▸ Cosa fare:
Rispondi a queste domande sul brano che parla di intelligenza artificiale e lavoro da remoto:
1. Quale organizzazione ha condotto la ricerca?
2. Quale chatbot di Anthropic è stato messo alla prova?
3. Come si chiama il benchmark creato dai ricercatori?

▸ Brano di partenza:
★ ★ ★ ★ ★ ★ ★
La convinzione che i lavori svolti da remoto possano essere prima o poi totalmente sostituiti dall’intelligenza artificiale si sta diffondendo nel mondo del lavoro. Una nuova ricerca, condotta dall’organizzazione no profit Center for AI Safety (CAIS), ha messo in evidenza come questa ipotesi rimanga ancora remota e velleitaria.
L’indagine ha testato in modo sistematico la capacità di alcuni noti chatbot di AI, come GPT‑5 e ChatGPT Agent (OpenAI), Claude Sonnet 4.5 (Anthropic), Gemini 2.5 Pro (Google), Manus, Grok 4, di svolgere una gamma di lavori che tipicamente vengono assegnati a lavoratori su piattaforme remote, con lo scopo di misurare la capacità dell’AI di sostituirsi ad essi. Per analizzare il comportamento dei chatbot, i ricercatori hanno creato un benchmark chiamato “Remote Labor Index” che ha raccolto vari compiti freelance per poi assegnarli ai vari modelli di AI.
★ ★ ★ ★ ★ ★ ★
▸ Dati salvati:
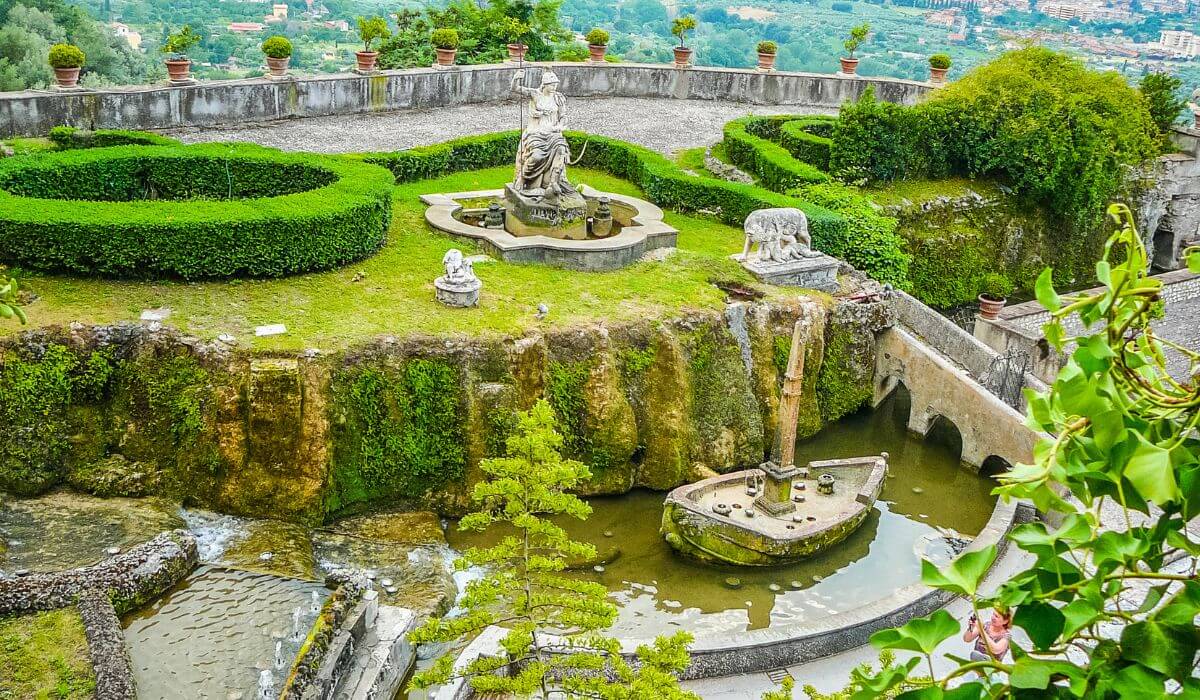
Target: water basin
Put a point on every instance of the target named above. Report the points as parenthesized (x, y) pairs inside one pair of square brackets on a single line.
[(215, 634), (659, 591)]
★ ★ ★ ★ ★ ★ ★
▸ Soluzione:
1. Il Center for AI Safety (CAIS), un'organizzazione no profit.
2. Claude Sonnet 4.5.
3. "Remote Labor Index".